PASSAGE:
== Segment start ==

She began rising at 4:30 every morning to run, rain or shine. The farther she ran, the better she felt.
She took up running as an adult to balance the sedentary life of her chosen profession. People would say to her, ‘Oh my, you must be exhausted!’ She would just look back without answering, smile, and know that running was saving her soul.
She began to run for more distance. Friendships started to develop, many of them lifelong connections with other women runners. The feeling of greeting the sun every morning, with the wind and fresh air embracing her senses, began to shape her life. As her children grew older, a very tight regimen evolved.
The daily routine
Her runs would end by 7 a.m. By 8 at the latest, they needed to be on their way to school. That left an hour to wake the kids, shower, dress, prepare four breakfasts, make four lunches and hit the road.
Seven years separate her oldest and youngest kids, and therefore she drove to three different schools. Then it was back home, from which she worked as a CPA until it was time to pick up the kids.

== Segment end ==

TASKS TO CARRY OUT:
a - Answer these from the passage about her morning runs:
(i) At what time did she begin rising each morning?
(ii) By what time did her runs end?
(iii) What work did she do from home?
b - From the passage about her morning runs, repeat word for word the part that opens with the words containing "She began to" and closes with "tight regimen evolved.".

LISTED RECORDS:
== Segment start ==

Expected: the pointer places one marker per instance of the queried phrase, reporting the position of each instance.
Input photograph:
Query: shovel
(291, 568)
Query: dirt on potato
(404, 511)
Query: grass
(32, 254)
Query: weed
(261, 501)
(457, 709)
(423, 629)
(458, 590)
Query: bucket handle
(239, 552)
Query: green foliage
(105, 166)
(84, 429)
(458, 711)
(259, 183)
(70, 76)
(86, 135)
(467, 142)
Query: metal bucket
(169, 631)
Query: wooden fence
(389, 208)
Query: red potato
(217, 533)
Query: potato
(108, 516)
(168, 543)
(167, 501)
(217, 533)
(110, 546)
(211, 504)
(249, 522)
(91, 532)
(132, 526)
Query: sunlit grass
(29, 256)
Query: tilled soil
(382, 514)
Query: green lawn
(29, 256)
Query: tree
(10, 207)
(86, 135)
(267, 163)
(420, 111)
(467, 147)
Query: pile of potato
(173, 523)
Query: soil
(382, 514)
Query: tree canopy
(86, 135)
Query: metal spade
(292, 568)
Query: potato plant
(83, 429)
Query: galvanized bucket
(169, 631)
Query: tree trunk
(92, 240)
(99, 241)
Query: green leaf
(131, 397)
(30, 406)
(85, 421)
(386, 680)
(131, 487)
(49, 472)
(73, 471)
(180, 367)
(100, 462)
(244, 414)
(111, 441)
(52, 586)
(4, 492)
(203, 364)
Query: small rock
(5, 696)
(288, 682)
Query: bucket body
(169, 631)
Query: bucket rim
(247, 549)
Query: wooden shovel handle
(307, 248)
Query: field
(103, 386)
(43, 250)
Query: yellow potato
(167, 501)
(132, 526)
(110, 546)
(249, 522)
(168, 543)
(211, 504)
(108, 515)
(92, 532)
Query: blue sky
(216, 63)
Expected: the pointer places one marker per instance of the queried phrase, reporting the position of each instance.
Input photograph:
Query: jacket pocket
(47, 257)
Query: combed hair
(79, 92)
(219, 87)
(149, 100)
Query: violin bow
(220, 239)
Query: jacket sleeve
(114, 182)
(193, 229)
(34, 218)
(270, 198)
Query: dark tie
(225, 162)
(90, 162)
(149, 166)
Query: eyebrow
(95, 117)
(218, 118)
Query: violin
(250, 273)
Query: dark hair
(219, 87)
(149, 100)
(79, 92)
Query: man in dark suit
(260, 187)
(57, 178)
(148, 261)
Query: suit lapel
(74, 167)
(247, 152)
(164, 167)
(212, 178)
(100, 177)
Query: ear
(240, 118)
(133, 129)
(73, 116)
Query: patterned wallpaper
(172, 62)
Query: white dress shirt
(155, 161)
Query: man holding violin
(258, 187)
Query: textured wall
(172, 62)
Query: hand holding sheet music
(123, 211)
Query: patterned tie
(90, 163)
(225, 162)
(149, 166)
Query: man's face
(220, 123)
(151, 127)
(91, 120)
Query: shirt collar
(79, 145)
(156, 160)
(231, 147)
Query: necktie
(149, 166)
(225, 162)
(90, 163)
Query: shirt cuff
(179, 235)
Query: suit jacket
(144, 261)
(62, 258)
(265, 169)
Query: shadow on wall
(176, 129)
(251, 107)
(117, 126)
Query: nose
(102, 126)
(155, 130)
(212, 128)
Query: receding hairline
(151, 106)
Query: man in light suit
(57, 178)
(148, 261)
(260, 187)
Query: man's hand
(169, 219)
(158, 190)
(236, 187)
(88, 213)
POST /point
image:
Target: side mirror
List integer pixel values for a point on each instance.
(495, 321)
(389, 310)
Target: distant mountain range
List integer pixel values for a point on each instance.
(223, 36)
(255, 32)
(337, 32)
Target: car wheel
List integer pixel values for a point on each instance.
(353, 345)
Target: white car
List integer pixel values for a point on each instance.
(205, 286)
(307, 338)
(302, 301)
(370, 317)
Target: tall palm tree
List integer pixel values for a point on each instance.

== Segment end ==

ANSWERS BY TASK:
a -
(i) 4:30
(ii) 7 a.m.
(iii) She worked as a CPA.

b -
She began to run for more distance. Friendships started to develop, many of them lifelong connections with other women runners. The feeling of greeting the sun every morning, with the wind and fresh air embracing her senses, began to shape her life. As her children grew older, a very tight regimen evolved.